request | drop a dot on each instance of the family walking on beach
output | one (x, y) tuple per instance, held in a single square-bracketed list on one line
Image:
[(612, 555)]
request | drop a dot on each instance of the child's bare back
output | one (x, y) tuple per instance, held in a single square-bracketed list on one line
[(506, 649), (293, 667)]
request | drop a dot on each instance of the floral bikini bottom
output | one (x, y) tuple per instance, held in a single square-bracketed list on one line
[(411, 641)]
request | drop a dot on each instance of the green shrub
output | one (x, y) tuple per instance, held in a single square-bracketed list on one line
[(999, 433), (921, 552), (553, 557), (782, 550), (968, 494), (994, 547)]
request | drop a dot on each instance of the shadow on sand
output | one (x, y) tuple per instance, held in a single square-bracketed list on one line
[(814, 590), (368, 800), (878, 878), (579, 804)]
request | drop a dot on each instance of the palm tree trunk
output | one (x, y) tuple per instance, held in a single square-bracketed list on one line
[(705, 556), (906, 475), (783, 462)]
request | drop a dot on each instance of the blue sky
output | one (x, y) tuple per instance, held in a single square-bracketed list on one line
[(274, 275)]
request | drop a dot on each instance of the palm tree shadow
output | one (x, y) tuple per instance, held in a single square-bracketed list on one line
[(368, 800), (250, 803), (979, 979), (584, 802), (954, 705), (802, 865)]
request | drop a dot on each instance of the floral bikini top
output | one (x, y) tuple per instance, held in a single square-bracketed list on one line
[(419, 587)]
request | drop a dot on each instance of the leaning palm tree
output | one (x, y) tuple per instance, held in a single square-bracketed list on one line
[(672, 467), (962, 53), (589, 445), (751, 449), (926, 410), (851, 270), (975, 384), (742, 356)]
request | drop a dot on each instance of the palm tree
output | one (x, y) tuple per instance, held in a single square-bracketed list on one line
──────────
Nothing but the lines from the beginning of the records through the line with "request | drop a dot on each instance of the leaning" should appear, each printed exactly.

• ANSWER SECTION:
request | drop a dot on each instance of the family walking on beach
output | one (x, y) tuple per instance, held in a single square-bracketed list on one line
Image:
[(612, 555)]
request | drop a dot on each instance of the child's bare back
output | one (x, y) tuple per instance, held in a single square-bracketed list on one line
[(506, 649), (293, 667)]
request | drop a dot on each instance of the floral bikini bottom
output | one (x, y) tuple per instance, held in a single square-bracketed list on one line
[(411, 641)]
request | drop a dot on each instance of the green shrub
output | one (x, y) tuple per instance, held in a single square-bracketed list on one line
[(999, 433), (921, 552), (553, 557), (782, 550), (968, 494), (994, 547)]
request | drop a dot on each instance of the shadow on sand
output | one (x, y) tuple per instance, held in a single square-bracketed list on one line
[(814, 590), (368, 800), (878, 878), (579, 804)]
request | drop a dot on each instance of the palm tree trunk
output | one (x, y) tuple per instance, held in a single square-bracketed list on one line
[(705, 556), (906, 475), (783, 462)]
request | drop a dot on each instance of the blue sky
output | one (x, y) tuple per instance, held in a single square-bracketed list on one line
[(274, 275)]
request | drop a dot on each instance of the palm tree shadow
output | one (x, y) tuple per instance, held in a single square-bracketed list on one line
[(368, 800), (250, 803), (979, 979), (584, 802), (954, 705), (802, 865)]
request | drop a dot on each instance of the floral bikini top
output | one (x, y) tuple per instance, held in a single square-bracketed list on one line
[(419, 587)]
request | drop a dot on each instance of the leaning palm tree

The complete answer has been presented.